> Your goal
Output only the lines from the start of the entries through the line holding "Mark every instance of the dark". Each line must match the original exactly.

> Source material
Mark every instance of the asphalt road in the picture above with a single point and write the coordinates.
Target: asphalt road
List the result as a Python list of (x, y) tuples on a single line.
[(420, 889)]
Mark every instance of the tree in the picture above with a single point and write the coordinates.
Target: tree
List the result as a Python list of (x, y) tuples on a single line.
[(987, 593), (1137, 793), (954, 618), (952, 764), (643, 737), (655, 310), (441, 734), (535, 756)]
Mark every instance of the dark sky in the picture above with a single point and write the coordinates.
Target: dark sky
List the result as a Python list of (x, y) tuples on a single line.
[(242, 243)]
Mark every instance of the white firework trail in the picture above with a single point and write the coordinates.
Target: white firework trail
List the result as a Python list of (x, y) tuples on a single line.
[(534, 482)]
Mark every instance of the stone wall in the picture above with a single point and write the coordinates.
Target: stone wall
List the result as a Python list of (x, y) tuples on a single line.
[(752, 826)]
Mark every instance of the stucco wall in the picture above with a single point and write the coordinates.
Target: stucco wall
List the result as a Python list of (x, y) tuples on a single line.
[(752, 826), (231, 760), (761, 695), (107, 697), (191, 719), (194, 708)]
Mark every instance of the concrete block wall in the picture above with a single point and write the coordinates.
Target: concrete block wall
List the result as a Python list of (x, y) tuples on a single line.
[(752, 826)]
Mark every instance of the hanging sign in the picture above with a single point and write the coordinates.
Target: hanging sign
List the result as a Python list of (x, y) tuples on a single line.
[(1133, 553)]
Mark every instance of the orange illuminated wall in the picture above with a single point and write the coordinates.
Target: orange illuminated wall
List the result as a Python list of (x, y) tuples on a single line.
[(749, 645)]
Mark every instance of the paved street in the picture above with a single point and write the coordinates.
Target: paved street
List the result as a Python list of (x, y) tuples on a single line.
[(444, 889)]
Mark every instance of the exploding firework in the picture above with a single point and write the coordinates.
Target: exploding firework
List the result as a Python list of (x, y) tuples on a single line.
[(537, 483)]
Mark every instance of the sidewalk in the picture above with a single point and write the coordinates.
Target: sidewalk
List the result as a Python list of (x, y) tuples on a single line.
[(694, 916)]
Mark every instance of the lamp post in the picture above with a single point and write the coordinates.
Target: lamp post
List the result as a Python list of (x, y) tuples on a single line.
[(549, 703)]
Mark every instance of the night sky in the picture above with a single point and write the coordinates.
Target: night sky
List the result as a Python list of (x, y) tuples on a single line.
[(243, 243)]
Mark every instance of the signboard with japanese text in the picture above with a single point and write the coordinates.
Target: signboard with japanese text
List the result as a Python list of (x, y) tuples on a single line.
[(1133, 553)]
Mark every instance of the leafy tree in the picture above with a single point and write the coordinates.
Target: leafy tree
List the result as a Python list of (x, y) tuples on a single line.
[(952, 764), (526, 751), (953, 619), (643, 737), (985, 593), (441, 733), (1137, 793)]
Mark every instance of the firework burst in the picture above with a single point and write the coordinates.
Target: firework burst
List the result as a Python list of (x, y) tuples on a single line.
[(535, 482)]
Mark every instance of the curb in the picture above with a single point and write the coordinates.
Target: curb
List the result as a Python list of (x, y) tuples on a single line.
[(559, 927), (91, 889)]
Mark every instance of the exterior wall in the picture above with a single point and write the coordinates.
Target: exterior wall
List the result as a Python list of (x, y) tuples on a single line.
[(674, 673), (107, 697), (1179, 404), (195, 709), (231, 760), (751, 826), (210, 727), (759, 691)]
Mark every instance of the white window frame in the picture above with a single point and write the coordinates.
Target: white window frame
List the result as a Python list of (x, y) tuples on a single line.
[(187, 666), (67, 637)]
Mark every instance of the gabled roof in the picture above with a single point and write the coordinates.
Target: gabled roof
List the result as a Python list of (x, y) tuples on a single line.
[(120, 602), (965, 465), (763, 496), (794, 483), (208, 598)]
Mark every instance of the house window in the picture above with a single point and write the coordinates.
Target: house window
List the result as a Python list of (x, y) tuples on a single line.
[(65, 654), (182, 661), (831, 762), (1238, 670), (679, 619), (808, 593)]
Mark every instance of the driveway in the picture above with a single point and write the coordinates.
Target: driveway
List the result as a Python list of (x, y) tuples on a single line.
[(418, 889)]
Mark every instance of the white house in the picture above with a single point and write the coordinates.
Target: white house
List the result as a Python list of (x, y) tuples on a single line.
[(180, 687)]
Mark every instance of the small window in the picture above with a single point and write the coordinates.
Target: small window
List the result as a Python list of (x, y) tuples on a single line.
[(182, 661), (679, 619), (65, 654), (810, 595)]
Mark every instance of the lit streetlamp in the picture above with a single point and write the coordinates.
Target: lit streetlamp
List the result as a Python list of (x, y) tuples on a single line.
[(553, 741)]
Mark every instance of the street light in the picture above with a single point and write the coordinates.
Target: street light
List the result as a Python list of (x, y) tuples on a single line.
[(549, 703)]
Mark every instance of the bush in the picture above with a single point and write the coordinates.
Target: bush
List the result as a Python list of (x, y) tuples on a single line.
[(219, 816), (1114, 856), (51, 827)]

> Exercise result
Mark every instance of the asphalt road in the picture above with a single point and write the coordinates.
Target: asphalt road
List the result as a Python list of (x, y) tuples on a single line.
[(420, 889)]
Mark every instance of the tree in the picture above with a single point and write the coordinates.
Target: tree
List the result as a Python list of (x, y) tuples on a single line.
[(987, 593), (1137, 793), (954, 618), (952, 764), (643, 737), (655, 310), (441, 734), (535, 756)]
Mark every instance of the dark sky in the picture above with a single point and write the coordinates.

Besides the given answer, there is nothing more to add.